## Data
..........

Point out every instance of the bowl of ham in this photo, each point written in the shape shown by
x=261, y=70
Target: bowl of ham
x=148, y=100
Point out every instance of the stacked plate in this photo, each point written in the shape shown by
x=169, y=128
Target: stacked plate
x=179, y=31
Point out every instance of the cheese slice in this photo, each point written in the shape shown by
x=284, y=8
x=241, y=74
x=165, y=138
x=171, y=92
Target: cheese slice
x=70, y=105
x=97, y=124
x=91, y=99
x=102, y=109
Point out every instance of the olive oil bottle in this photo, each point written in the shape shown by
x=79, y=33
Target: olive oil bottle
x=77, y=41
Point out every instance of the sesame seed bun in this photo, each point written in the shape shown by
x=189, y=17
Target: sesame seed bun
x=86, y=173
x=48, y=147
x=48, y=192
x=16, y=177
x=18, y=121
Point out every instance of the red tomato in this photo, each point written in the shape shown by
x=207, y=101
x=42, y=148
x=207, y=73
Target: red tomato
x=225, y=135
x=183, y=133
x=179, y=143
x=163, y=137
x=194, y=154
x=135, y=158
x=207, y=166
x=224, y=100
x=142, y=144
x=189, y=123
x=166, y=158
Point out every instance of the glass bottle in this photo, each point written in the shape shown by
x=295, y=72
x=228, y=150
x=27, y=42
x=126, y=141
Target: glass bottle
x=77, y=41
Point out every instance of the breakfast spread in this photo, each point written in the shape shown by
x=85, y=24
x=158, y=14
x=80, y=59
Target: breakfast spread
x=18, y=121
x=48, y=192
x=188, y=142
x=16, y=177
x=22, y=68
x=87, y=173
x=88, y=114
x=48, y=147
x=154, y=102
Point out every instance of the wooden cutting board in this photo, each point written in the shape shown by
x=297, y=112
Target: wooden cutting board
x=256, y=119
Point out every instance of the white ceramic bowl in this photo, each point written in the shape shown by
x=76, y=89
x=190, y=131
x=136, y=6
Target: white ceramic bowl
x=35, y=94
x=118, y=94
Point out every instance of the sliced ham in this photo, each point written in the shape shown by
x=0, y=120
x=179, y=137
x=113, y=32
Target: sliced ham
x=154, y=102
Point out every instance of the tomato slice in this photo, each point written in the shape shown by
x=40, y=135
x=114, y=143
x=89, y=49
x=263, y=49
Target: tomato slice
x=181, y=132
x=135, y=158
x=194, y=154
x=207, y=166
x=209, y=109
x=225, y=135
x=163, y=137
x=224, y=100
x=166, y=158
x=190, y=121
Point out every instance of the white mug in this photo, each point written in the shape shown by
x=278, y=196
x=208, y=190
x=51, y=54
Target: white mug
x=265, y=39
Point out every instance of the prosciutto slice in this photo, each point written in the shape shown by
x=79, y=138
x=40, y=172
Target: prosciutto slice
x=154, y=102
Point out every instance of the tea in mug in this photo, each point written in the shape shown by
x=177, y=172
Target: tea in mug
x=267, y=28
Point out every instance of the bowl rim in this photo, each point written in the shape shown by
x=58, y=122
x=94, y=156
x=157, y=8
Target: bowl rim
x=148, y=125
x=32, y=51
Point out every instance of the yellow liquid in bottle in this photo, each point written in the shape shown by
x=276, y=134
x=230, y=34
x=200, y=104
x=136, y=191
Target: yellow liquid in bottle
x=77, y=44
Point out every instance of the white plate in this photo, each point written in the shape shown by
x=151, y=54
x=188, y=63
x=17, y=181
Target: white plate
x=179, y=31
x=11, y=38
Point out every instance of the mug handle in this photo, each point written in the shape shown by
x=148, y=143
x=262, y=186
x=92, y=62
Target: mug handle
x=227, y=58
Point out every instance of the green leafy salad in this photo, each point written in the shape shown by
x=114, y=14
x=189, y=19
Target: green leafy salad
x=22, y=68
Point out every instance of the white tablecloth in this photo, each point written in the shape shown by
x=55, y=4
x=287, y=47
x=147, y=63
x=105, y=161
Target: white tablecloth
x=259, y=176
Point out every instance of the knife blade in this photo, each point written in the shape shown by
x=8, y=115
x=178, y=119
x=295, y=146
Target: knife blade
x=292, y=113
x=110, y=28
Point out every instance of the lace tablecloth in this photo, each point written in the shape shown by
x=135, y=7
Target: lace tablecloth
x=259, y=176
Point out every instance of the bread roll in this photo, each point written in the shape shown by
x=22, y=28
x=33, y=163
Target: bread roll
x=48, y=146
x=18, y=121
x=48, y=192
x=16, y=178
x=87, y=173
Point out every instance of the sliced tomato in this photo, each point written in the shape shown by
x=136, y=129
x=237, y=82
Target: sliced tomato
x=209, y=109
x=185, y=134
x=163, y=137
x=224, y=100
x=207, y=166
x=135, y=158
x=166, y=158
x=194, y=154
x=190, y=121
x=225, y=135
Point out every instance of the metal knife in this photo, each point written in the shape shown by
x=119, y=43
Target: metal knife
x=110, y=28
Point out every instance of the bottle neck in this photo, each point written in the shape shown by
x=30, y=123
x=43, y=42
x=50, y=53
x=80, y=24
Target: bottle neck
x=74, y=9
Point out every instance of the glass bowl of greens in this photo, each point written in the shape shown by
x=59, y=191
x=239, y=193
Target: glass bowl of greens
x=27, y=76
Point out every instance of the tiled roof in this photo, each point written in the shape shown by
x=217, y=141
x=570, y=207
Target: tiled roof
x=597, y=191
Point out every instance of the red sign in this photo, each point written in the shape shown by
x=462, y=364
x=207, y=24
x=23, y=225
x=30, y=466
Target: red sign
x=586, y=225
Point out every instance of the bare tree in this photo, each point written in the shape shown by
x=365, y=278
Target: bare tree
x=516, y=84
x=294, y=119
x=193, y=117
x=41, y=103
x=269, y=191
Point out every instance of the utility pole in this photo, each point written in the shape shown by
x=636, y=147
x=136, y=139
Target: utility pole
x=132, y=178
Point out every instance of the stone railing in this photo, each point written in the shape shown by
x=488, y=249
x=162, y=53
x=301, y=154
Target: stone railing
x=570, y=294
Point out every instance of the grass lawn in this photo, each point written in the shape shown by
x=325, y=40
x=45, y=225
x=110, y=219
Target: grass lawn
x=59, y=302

..........

## What is needed
Copy all records verbatim.

## Response area
Point out every instance of the bowl of ham in this photo, each point written in the shape shown by
x=261, y=70
Target: bowl of ham
x=148, y=100
Point out every instance of the stacked plate in this photo, each point written in the shape shown by
x=169, y=128
Target: stacked plate
x=179, y=31
Point out every instance of the cheese slice in this photo, each point written in the shape shown by
x=284, y=8
x=241, y=74
x=165, y=138
x=171, y=92
Target: cheese slice
x=70, y=105
x=97, y=124
x=91, y=99
x=102, y=109
Point out every instance of the olive oil bottle in this photo, each point written in the shape shown by
x=79, y=33
Target: olive oil bottle
x=77, y=41
Point out every instance of the sesame seed bun in this photo, each point written in the shape shown by
x=189, y=17
Target: sesame seed bun
x=86, y=173
x=48, y=147
x=48, y=192
x=16, y=177
x=18, y=121
Point out every instance of the red tomato in this photo, each point written in the shape shown by
x=207, y=101
x=42, y=148
x=207, y=73
Target: red tomato
x=225, y=135
x=183, y=133
x=179, y=143
x=163, y=137
x=194, y=154
x=135, y=158
x=207, y=166
x=224, y=100
x=142, y=144
x=189, y=123
x=166, y=158
Point out every instance of the glass bottle in this photo, each point written in the shape shown by
x=295, y=72
x=228, y=150
x=27, y=42
x=126, y=141
Target: glass bottle
x=77, y=41
Point out every instance of the breakfast spread in this photo, each point written in the shape shown by
x=85, y=24
x=158, y=14
x=80, y=59
Target: breakfast spread
x=18, y=121
x=48, y=192
x=188, y=142
x=16, y=177
x=22, y=68
x=87, y=173
x=88, y=114
x=48, y=147
x=154, y=102
Point out every instance of the wooden cutting board in this photo, each point written in the shape shown by
x=297, y=112
Target: wooden cutting board
x=256, y=119
Point out every instance of the white ceramic bowl in this photo, each point written in the shape shown by
x=76, y=89
x=190, y=131
x=136, y=6
Target: white ceramic bowl
x=35, y=94
x=118, y=94
Point out every instance of the sliced ham in this photo, each point written in the shape shown by
x=0, y=120
x=179, y=137
x=113, y=32
Target: sliced ham
x=154, y=102
Point out every instance of the tomato slice in this photo, each point written in the shape shown by
x=40, y=135
x=114, y=143
x=89, y=49
x=263, y=49
Target: tomato slice
x=181, y=132
x=135, y=158
x=194, y=154
x=207, y=166
x=209, y=109
x=225, y=135
x=163, y=137
x=224, y=100
x=166, y=158
x=190, y=121
Point out every instance of the white mug in this photo, each point written in the shape shown by
x=278, y=196
x=208, y=190
x=51, y=54
Target: white mug
x=265, y=39
Point out every instance of the prosciutto slice in this photo, each point written in the shape shown by
x=79, y=138
x=40, y=172
Target: prosciutto slice
x=154, y=102
Point out every instance of the tea in mug in this photo, each point written in the shape shown by
x=177, y=172
Target: tea in mug
x=267, y=28
Point out every instance of the bowl rim in this photo, each point written in the shape shown by
x=58, y=122
x=94, y=156
x=157, y=8
Target: bowl rim
x=148, y=125
x=32, y=51
Point out every instance of the yellow liquid in bottle in this photo, each point written in the shape shown by
x=276, y=134
x=230, y=34
x=200, y=104
x=136, y=191
Target: yellow liquid in bottle
x=77, y=44
Point out every instance of the white plate in this photo, each point written in the shape shown by
x=151, y=54
x=188, y=63
x=17, y=181
Target: white plate
x=179, y=31
x=11, y=38
Point out every instance of the mug handle in this photo, each point written in the shape shown by
x=148, y=143
x=262, y=186
x=92, y=62
Target: mug handle
x=227, y=58
Point out every instance of the green leafy salad in this photo, each point written in the shape shown by
x=114, y=14
x=189, y=19
Target: green leafy salad
x=22, y=68
Point out every instance of the white tablecloth in this photo, each point written in the shape shown by
x=55, y=4
x=287, y=47
x=147, y=63
x=105, y=161
Target: white tablecloth
x=259, y=176
Point out every instance of the knife blade in this photo, each point written in the shape shown by
x=8, y=115
x=178, y=119
x=295, y=146
Target: knife blade
x=292, y=113
x=110, y=28
Point out every instance of the lace tablecloth in this photo, each point written in the shape shown by
x=135, y=7
Target: lace tablecloth
x=259, y=176
Point out every instance of the bread roll in this photo, each point written in the shape shown by
x=22, y=28
x=33, y=163
Target: bread roll
x=48, y=146
x=18, y=121
x=48, y=192
x=16, y=178
x=87, y=173
Point out every instance of the sliced tomato in this photo, each point written in the shape shown by
x=136, y=129
x=237, y=82
Target: sliced tomato
x=209, y=109
x=185, y=134
x=163, y=137
x=224, y=100
x=207, y=166
x=135, y=158
x=166, y=158
x=194, y=154
x=190, y=121
x=225, y=135
Point out every instance of the metal knife in this photo, each point written in the shape shown by
x=119, y=43
Target: metal knife
x=110, y=28
Point out every instance of the bottle neck in this photo, each point written in the shape shown by
x=30, y=123
x=43, y=42
x=50, y=53
x=80, y=24
Target: bottle neck
x=74, y=9
Point out every instance of the glass bowl of greens in this photo, each point written in the shape shown by
x=59, y=191
x=239, y=193
Target: glass bowl of greens
x=27, y=76
Point out every instance of the tiled roof in this photo, each point written in the shape shown by
x=217, y=141
x=570, y=207
Target: tiled roof
x=597, y=191
Point out every instance of the red sign in this photo, each point written in the shape shown by
x=462, y=364
x=207, y=24
x=23, y=225
x=30, y=466
Target: red sign
x=586, y=225
Point out every instance of the bare tree in this photo, each point written in the shape shown by
x=365, y=278
Target: bare tree
x=516, y=84
x=294, y=119
x=193, y=117
x=41, y=103
x=269, y=191
Point out every instance of the utility pole in this photo, each point written in the shape shown by
x=636, y=147
x=136, y=139
Target: utility pole
x=132, y=178
Point out every instance of the stone railing in this photo, each point written in the shape shown by
x=488, y=249
x=162, y=53
x=301, y=154
Target: stone railing
x=570, y=294
Point out every instance of the grass lawn in this photo, each point written in the shape shown by
x=325, y=40
x=45, y=225
x=110, y=219
Target: grass lawn
x=59, y=302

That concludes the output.